■ **Your objective**
Write out all the records below line for line, without the pictures.
---- Provided data
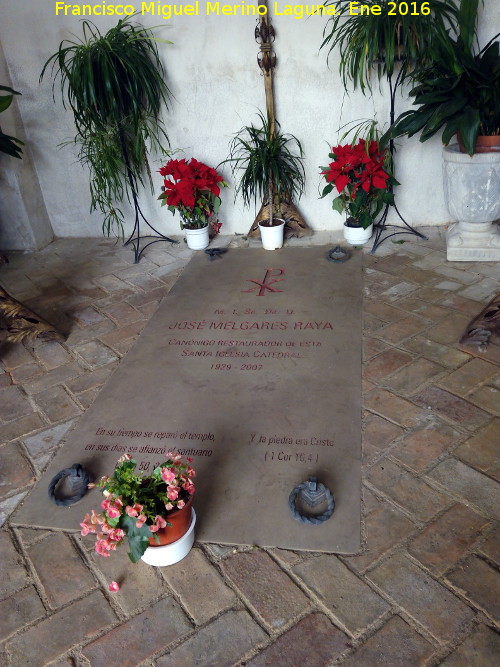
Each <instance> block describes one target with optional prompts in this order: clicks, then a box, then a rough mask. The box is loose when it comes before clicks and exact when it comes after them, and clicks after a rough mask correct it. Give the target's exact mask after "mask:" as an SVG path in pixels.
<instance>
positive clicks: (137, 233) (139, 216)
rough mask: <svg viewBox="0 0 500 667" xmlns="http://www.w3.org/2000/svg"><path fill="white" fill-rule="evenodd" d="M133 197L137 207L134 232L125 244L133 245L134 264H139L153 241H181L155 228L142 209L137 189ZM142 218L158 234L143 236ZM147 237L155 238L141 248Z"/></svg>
mask: <svg viewBox="0 0 500 667" xmlns="http://www.w3.org/2000/svg"><path fill="white" fill-rule="evenodd" d="M132 198H133V200H134V208H135V223H134V229H133V230H132V234H131V235H130V236H129V238H128V239H127V240H126V241H125V243H124V244H123V245H124V246H127V245H129V244H131V245H132V247H133V248H134V264H138V262H139V260H140V259H141V256H142V253H143V252H144V251H145V250H146V248H149V246H150V245H152V244H153V243H158V242H159V241H168V242H169V243H172V245H177V244H178V243H179V241H176V240H175V239H171V238H170V237H169V236H165V235H164V234H162V233H161V232H159V231H158V230H157V229H155V228H154V227H153V225H152V224H151V223H150V222H148V220H146V218H145V217H144V215H143V213H142V211H141V207H140V206H139V202H138V201H137V195H136V193H135V190H132ZM140 218H142V220H143V222H145V223H146V225H147V226H148V227H149V228H150V229H152V230H153V231H154V232H156V236H153V235H152V234H146V235H145V236H141V233H140V231H141V230H140ZM145 239H153V240H152V241H149V243H146V244H145V245H143V246H142V248H141V247H140V244H141V241H143V240H145Z"/></svg>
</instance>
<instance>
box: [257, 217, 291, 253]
mask: <svg viewBox="0 0 500 667" xmlns="http://www.w3.org/2000/svg"><path fill="white" fill-rule="evenodd" d="M259 229H260V238H261V239H262V247H263V248H264V250H278V249H279V248H282V247H283V235H284V230H285V221H284V220H283V222H282V223H281V225H273V226H272V227H266V226H264V225H261V224H260V223H259Z"/></svg>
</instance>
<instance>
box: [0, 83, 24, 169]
--------
■ **Exercise response**
Each <instance> block describes one target with optional prompts in this order: clicks, then a box, then a rough mask. The box is loose when it comes before clicks and exact when it comes after them, and clicks after a rough mask correct it. Give the target's exact mask after "mask:" as an SVG path in pixels.
<instance>
positive clicks: (137, 233) (139, 216)
rough mask: <svg viewBox="0 0 500 667" xmlns="http://www.w3.org/2000/svg"><path fill="white" fill-rule="evenodd" d="M133 197L137 207L134 232L125 244L133 245L134 264H139L153 241H181L155 228L142 209L137 189ZM142 218L158 234L143 236ZM147 237L155 238L141 248Z"/></svg>
mask: <svg viewBox="0 0 500 667" xmlns="http://www.w3.org/2000/svg"><path fill="white" fill-rule="evenodd" d="M132 198H133V200H134V208H135V223H134V229H133V230H132V234H131V235H130V236H129V238H128V239H127V240H126V241H125V243H124V244H123V245H124V246H127V245H129V244H131V245H132V247H133V248H134V264H138V262H139V260H140V259H141V256H142V253H143V252H144V251H145V250H146V248H149V246H150V245H152V244H153V243H158V242H159V241H168V242H169V243H172V245H177V244H178V243H179V241H176V240H175V239H171V238H170V237H169V236H165V235H164V234H162V233H161V232H159V231H158V230H157V229H155V228H154V227H153V225H152V224H151V223H150V222H148V220H146V218H145V217H144V215H143V213H142V211H141V207H140V206H139V202H138V201H137V195H136V193H135V190H132ZM140 218H142V220H143V222H145V223H146V225H147V226H148V227H149V228H150V229H152V230H153V231H154V232H156V236H153V235H152V234H146V235H145V236H141V233H140V231H141V230H140ZM145 239H153V240H152V241H149V243H146V244H145V245H143V246H142V248H141V247H140V244H141V241H143V240H145Z"/></svg>
</instance>
<instance>
box: [257, 217, 291, 253]
mask: <svg viewBox="0 0 500 667" xmlns="http://www.w3.org/2000/svg"><path fill="white" fill-rule="evenodd" d="M259 229H260V238H261V239H262V247H263V248H264V250H278V249H279V248H282V247H283V235H284V230H285V221H284V220H283V222H282V223H281V225H273V226H272V227H266V226H264V225H261V224H260V223H259Z"/></svg>
</instance>
<instance>
box: [0, 83, 24, 169]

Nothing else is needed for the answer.